» **SUPPLIED RECORDS**

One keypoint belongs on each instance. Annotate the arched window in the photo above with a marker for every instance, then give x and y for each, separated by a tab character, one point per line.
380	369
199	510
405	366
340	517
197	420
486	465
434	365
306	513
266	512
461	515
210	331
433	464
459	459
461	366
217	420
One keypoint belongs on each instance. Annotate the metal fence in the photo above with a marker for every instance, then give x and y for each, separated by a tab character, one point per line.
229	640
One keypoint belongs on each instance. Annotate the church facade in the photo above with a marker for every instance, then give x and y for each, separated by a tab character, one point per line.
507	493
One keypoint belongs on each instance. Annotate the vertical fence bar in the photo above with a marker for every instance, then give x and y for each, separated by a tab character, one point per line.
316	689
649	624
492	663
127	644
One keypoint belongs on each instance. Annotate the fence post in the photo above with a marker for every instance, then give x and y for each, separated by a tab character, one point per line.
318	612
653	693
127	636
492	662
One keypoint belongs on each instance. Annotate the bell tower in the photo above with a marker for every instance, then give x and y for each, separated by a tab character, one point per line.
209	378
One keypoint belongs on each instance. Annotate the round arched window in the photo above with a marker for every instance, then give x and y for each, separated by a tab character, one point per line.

» **CHALLENGE**
Take the entries above and copy them out exactly.

» **OUTPUT FOR THIS EXERCISE**
One keypoint belongs on each instance. Annotate the arched window in the photo above with a marker for every instance, then give x and y for each, separated by a tab character, one point per line.
380	369
199	510
405	366
340	517
197	420
486	465
434	365
306	513
266	512
461	515
210	331
433	464
459	459
461	366
217	420
One keypoint belongs on each instance. Annotate the metal fence in the photo above with a marker for every instance, then give x and y for each, separated by a tab character, one point per line.
229	640
One keypoint belongs on each instance. Annotate the church facade in the photo above with a marker for every instance, then give x and y for each, separated by a tab character, one point per line.
507	493
One keypoint belongs on each instance. Annotate the vertical fence bar in the photo above with a marker for every instance, then give x and y for each, separated by a tab character, one point per line.
316	689
649	624
492	663
127	644
One keypoint belongs on each instance. Annotate the fence post in the photo above with a marker for every instance, then give x and y for each, separated by a tab character, one point per line.
318	612
653	693
127	636
492	662
One keypoint belongs on each instance. Annotate the bell tower in the photo above with a marker for every instance, then give x and y for each, separated by a tab character, one point per line.
209	378
One keypoint belongs on each instance. Annotate the round arched window in the photo above with a marker for every instance, then give x and y for each, separated by a tab character, one point per line.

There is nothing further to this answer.